===== Document excerpt =====

The Ethics of Software Engineering from the Lens of Library Science

By Vivi Hoang
Dec. 10, 2021

The fields of computer science and library and information science (LIS) have the capacity to learn a great deal from each other. Libraries grapple with budget issues while endeavoring to adequately serve their communities’ intellectual and practical needs. To better fulfill their mission and meet their patrons where they are, libraries have turned to digital products and services produced by software engineering professionals.

However, sometimes the aims of the two professions can conflict. For example, librarianship’s ingrained code of ethics places great import on patrons’ privacy and confidentiality. In this era of Big Data and automated collection of massive amounts of data — much of it made possible by computer science — that often puts libraries at odds with the software they’re using.

From that perspective, this paper seeks to gain a better understanding of the ethics of software engineering by examining snapshots of its current state and ideas for its future. Software engineering has become woven into the everyday interactions of not just library routines but daily life, which means its impact is widespread.

“As a result, the existence and observance of rules of conduct and clear sanctions in the event of non-compliance are imperative,” writes Marcu et al.1

LIS core values

For context, the core values of the librarianship profession, based on a survey of writings about the topic, have generally been categorized as:

  • Intellectual freedom
  • Protecting patrons’ privacy and confidentiality
  • Intellectual property rights
  • Professional neutrality
  • Preservation of the cultural record
  • Equity of access2

The American Library Association further codifies these principles in its Code of Ethics, which was most recently updated in 2021 to add a commitment to racial and social justice. This adjustment reflects what Wallace C. Koehler Jr., former director of the information studies department of Georgia’s Valdosta State University, described as an inherent quality of ethics, that they are capable of adaptation to the times:

“Ethics necessarily, at least in their applied form, undergo metamorphosis as underlying conditions change. Thus, for example, as technology changes the conditions of practice, these change the ethics that guide the practice.”3

One blended perspective

Kalev Leetaru, Google Developer Expert with a background in both computer science and LIS, writes that a primary difference between the two fields lies in how they both view the role and treatment of data:

The study of computer science examines how data can be collected, mined and manipulated in a way that, in turn, affects users. On the other hand, the study of library and information science underscores the needs of the community and protection of privacy and civil liberties, “blending discussion of public data management with private data minimization.”4

He describes how, as a computer science student, his area of study explored what could be done with data while failing to devote similar attention to what should be done with data. It didn’t consider the question if an innovation might not be worth the cost due to societal harm. Students learned to protect data but not necessarily the users from which that data derived.

===== Records =====

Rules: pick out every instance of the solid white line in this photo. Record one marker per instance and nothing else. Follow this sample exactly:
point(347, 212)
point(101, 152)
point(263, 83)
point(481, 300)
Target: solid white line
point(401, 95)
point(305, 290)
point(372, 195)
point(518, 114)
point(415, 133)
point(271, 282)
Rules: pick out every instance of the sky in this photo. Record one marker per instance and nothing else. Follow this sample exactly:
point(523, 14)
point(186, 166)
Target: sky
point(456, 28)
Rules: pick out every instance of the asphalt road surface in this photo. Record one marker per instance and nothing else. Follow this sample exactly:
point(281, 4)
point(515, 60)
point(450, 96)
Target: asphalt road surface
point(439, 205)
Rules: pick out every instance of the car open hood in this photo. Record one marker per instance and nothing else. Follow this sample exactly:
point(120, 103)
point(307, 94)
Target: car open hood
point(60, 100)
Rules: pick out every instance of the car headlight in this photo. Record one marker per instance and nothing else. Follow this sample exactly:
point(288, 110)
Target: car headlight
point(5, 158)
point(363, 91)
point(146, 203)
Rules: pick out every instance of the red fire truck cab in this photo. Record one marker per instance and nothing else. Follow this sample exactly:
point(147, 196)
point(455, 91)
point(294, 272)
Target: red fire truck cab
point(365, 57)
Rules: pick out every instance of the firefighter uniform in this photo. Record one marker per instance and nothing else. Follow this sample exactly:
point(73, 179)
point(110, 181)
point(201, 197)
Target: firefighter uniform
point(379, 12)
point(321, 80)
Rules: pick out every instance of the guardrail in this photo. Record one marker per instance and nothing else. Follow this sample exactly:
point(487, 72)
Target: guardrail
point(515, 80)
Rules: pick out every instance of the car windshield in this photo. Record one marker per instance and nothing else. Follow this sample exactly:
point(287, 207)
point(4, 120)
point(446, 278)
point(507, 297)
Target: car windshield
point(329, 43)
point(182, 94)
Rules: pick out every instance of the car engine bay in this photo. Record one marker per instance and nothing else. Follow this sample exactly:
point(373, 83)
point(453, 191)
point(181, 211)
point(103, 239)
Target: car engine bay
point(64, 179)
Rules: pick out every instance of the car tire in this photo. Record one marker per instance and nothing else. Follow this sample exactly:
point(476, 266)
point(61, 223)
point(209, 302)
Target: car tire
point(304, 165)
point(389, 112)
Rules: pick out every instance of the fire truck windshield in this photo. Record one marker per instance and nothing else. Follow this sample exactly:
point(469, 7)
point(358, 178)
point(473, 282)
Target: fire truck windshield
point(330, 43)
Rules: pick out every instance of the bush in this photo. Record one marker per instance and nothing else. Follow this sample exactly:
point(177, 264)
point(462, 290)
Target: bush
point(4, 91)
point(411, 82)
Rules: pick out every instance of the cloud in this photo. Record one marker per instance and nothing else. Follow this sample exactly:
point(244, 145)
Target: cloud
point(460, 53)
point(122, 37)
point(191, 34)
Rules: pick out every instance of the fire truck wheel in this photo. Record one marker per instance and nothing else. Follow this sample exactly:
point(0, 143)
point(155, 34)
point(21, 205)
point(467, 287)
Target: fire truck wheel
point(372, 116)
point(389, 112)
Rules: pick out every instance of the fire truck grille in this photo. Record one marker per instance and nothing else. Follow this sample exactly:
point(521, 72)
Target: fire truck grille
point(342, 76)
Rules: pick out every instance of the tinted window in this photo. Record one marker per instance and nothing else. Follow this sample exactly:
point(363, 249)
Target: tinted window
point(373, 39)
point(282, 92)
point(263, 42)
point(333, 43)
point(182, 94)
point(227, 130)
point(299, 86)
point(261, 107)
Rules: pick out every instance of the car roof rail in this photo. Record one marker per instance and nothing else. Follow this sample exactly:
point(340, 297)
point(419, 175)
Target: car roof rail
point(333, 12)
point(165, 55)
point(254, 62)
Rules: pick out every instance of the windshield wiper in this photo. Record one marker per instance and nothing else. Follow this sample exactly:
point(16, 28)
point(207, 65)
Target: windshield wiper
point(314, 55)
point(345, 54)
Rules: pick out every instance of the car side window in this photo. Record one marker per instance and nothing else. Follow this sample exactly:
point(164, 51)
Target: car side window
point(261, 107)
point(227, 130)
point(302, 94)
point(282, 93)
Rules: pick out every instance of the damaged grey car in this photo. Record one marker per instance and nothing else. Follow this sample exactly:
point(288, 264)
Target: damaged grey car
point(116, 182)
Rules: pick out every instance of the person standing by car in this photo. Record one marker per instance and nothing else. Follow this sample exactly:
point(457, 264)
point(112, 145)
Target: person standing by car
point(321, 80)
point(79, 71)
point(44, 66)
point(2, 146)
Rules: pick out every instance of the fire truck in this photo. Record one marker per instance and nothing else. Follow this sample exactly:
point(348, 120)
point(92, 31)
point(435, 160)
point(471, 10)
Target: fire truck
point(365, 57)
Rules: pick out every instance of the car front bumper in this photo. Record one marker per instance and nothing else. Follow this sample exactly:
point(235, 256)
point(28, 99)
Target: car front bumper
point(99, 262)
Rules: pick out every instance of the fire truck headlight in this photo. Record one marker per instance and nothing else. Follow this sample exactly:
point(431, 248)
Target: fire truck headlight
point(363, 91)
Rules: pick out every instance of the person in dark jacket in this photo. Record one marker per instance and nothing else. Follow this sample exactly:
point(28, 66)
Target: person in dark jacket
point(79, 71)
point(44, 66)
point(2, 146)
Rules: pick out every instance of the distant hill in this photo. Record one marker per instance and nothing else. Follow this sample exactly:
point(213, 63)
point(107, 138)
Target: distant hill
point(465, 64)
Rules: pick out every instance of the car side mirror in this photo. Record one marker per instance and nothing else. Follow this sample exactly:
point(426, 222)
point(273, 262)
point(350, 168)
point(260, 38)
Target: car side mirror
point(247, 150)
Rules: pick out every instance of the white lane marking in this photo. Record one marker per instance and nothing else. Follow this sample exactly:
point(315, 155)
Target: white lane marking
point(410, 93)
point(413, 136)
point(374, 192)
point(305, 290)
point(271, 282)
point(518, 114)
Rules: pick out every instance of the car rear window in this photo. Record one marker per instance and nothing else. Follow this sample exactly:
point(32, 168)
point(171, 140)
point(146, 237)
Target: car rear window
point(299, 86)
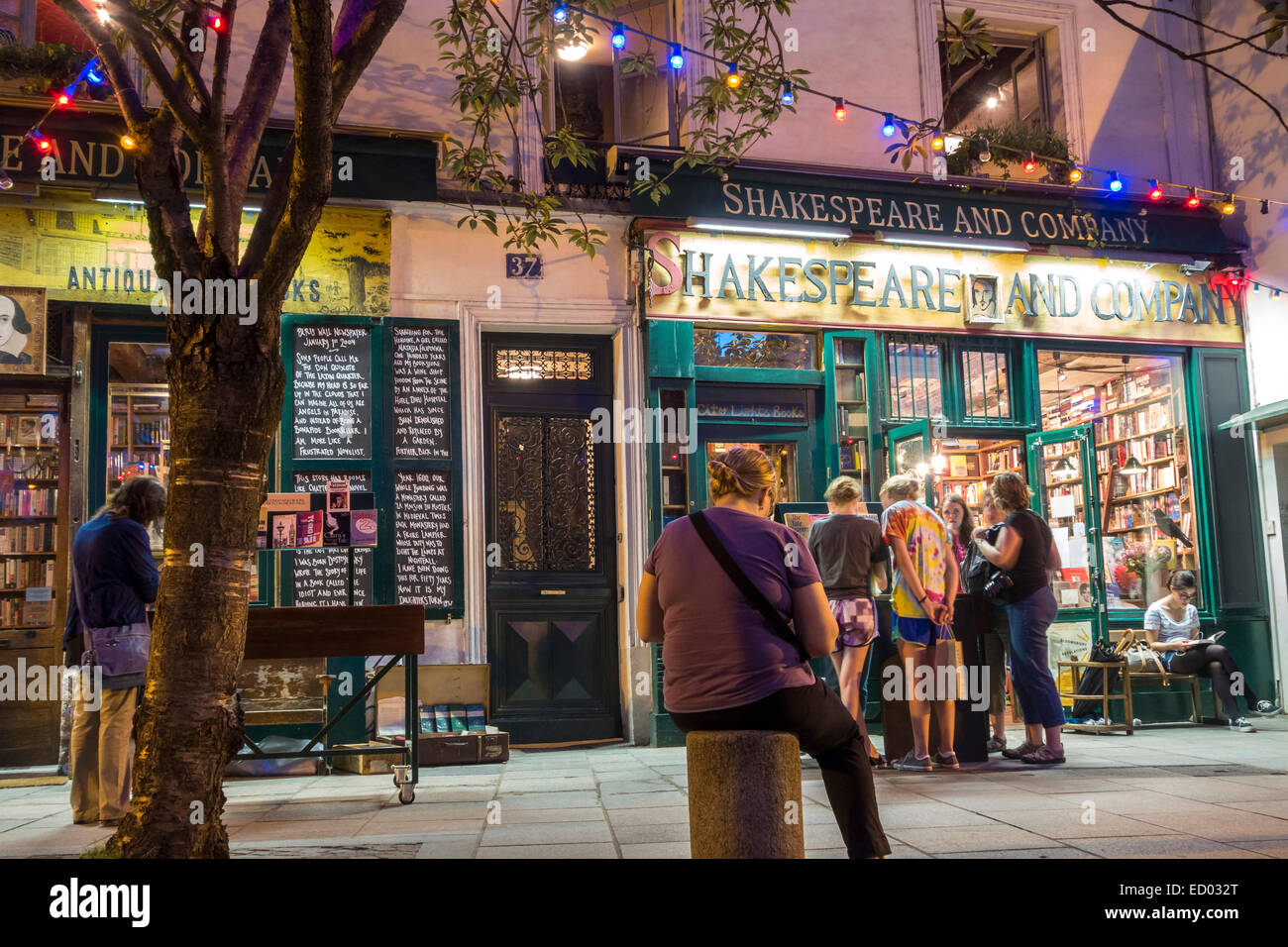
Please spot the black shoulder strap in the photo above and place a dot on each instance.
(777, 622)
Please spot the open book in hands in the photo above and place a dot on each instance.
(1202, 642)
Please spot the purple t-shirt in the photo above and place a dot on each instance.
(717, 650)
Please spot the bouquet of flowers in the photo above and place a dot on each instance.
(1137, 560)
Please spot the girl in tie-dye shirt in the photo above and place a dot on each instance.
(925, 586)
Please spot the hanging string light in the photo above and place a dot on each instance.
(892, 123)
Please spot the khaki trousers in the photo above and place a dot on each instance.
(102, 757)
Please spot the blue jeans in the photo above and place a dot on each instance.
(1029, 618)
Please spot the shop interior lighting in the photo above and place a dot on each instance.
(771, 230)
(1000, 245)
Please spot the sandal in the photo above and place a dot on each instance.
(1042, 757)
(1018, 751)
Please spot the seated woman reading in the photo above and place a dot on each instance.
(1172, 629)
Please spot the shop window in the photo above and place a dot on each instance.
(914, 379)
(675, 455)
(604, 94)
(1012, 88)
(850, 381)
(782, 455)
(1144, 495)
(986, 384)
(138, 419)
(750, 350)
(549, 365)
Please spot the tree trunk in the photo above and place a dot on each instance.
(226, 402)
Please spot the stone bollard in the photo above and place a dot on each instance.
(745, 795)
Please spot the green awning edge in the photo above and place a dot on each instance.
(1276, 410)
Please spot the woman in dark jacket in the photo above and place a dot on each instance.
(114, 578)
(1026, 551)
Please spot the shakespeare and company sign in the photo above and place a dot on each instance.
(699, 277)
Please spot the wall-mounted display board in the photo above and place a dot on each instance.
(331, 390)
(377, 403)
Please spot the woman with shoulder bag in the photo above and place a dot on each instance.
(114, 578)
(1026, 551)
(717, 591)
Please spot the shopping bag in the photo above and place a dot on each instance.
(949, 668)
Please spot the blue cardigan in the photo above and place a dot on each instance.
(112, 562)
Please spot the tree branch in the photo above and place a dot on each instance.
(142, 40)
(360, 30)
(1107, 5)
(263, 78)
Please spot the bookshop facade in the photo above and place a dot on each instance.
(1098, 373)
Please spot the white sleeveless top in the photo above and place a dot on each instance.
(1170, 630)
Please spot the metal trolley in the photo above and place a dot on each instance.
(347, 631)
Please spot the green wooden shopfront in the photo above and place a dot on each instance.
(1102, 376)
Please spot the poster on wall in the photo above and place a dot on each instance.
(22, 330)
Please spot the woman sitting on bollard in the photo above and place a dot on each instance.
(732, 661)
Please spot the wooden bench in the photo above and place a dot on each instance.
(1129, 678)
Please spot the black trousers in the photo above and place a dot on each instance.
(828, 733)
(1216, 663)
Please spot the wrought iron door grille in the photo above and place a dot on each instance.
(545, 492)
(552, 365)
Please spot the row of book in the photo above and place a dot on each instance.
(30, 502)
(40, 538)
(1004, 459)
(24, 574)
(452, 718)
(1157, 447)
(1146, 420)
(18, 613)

=====
===== Records =====

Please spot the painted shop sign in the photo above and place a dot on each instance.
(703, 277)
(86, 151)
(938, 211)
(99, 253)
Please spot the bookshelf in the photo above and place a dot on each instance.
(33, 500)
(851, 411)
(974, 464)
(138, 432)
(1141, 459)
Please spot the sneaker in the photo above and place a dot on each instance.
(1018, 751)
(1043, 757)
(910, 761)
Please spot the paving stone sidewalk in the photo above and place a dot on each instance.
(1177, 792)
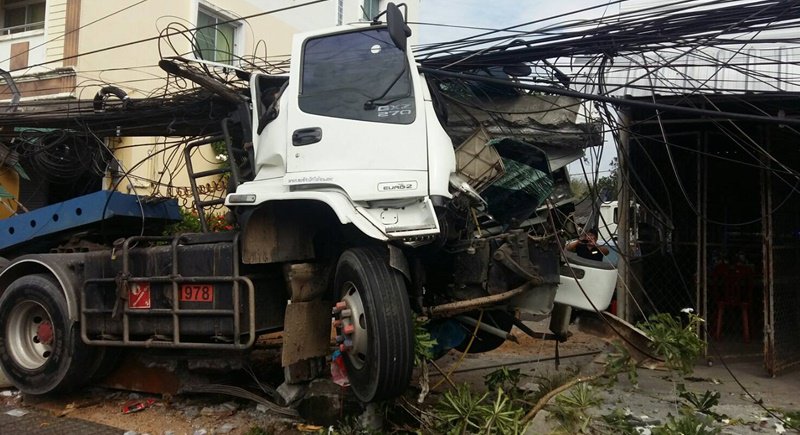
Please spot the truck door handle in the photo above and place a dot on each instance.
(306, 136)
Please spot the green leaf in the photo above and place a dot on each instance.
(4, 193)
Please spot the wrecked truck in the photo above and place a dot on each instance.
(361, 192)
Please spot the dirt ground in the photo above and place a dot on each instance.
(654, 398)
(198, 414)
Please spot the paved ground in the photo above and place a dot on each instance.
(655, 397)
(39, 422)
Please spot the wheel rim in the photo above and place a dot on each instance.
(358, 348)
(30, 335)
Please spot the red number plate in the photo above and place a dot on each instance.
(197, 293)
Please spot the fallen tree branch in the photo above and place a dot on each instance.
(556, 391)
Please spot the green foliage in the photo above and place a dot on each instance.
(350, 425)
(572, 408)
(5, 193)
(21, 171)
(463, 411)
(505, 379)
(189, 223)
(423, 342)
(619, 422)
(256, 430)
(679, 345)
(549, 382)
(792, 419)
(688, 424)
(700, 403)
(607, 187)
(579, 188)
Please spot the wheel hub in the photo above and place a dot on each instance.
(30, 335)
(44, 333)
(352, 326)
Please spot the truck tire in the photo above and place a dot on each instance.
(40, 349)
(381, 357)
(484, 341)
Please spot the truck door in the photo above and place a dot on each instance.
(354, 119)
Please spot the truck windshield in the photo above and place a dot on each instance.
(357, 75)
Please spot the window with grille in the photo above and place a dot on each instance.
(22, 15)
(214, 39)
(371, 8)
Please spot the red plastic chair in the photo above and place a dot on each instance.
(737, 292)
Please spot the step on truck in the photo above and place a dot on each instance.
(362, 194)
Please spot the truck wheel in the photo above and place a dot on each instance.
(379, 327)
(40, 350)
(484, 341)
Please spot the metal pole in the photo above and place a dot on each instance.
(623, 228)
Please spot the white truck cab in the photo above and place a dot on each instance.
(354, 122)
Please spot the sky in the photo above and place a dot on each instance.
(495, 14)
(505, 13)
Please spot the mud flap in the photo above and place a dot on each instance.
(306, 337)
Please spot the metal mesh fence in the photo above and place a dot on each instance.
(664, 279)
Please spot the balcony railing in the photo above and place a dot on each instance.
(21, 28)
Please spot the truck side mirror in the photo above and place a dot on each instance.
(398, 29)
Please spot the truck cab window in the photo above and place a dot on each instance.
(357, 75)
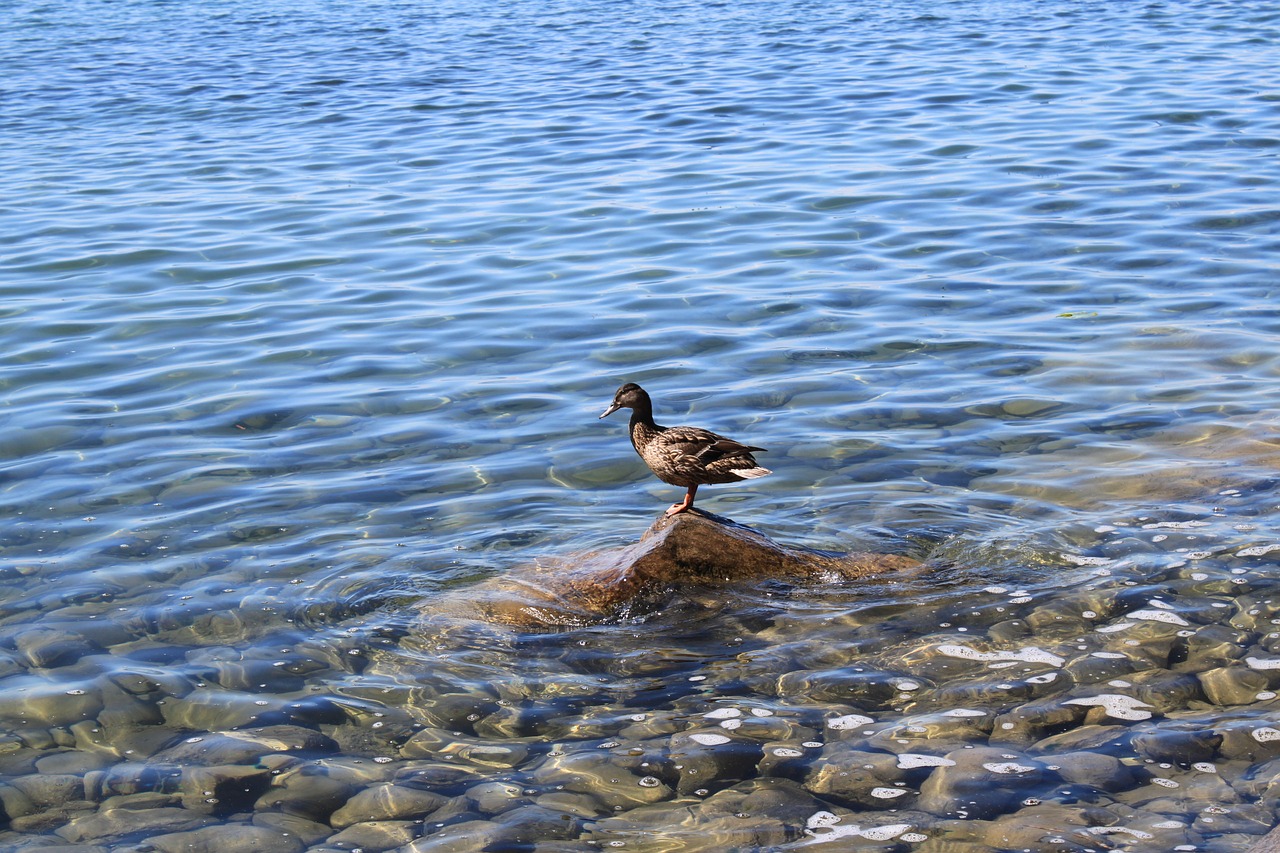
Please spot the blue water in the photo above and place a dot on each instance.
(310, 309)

=====
===== Records =====

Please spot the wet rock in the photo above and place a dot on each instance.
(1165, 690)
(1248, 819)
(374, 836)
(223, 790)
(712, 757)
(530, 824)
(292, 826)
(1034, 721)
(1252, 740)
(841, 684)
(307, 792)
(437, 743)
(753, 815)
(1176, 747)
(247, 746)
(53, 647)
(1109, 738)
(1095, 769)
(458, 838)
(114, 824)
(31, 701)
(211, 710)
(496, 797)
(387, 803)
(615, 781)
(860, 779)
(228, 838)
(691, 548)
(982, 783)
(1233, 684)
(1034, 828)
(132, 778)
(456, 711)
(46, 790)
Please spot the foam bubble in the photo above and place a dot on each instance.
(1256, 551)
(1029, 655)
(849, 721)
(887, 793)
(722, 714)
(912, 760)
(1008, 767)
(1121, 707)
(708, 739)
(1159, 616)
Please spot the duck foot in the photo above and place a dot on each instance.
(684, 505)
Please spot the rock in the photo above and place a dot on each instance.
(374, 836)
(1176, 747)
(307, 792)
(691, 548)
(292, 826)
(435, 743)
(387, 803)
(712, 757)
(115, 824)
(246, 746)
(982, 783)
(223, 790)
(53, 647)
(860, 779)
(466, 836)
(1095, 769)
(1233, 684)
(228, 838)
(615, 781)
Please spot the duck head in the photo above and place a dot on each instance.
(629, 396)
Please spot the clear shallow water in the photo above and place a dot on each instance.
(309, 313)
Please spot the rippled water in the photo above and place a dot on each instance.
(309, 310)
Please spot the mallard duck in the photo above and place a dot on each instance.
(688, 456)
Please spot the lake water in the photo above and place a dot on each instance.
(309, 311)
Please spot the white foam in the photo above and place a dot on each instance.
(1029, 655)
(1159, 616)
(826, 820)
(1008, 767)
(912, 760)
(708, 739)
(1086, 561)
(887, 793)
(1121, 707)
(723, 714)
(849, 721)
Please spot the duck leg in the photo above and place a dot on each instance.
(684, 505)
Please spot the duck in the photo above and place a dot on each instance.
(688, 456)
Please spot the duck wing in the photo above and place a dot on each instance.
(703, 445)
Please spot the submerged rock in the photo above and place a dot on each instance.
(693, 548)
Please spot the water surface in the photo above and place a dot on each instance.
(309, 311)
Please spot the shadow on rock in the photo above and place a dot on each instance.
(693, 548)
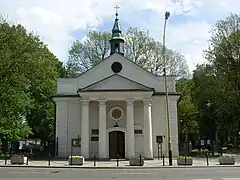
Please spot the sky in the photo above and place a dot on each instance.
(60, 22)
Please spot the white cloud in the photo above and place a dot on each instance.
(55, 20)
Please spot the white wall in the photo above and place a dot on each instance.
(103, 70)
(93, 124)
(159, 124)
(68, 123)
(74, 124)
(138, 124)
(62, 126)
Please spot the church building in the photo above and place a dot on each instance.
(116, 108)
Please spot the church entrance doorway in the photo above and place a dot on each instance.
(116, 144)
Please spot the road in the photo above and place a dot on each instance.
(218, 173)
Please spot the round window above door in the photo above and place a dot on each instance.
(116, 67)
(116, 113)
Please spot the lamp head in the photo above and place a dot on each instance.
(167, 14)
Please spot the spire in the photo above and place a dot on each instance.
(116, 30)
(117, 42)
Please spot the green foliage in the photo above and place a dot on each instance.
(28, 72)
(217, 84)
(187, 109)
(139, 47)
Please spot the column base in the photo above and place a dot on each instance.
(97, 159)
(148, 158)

=====

**Problem to solve**: Return everything from "The fields of" down to "software they’re using." in the essay on software engineering ethics, word for word. These records come from a separate source, not from the text.

**Answer below**:
The fields of computer science and library and information science (LIS) have the capacity to learn a great deal from each other. Libraries grapple with budget issues while endeavoring to adequately serve their communities’ intellectual and practical needs. To better fulfill their mission and meet their patrons where they are, libraries have turned to digital products and services produced by software engineering professionals.

However, sometimes the aims of the two professions can conflict. For example, librarianship’s ingrained code of ethics places great import on patrons’ privacy and confidentiality. In this era of Big Data and automated collection of massive amounts of data — much of it made possible by computer science — that often puts libraries at odds with the software they’re using.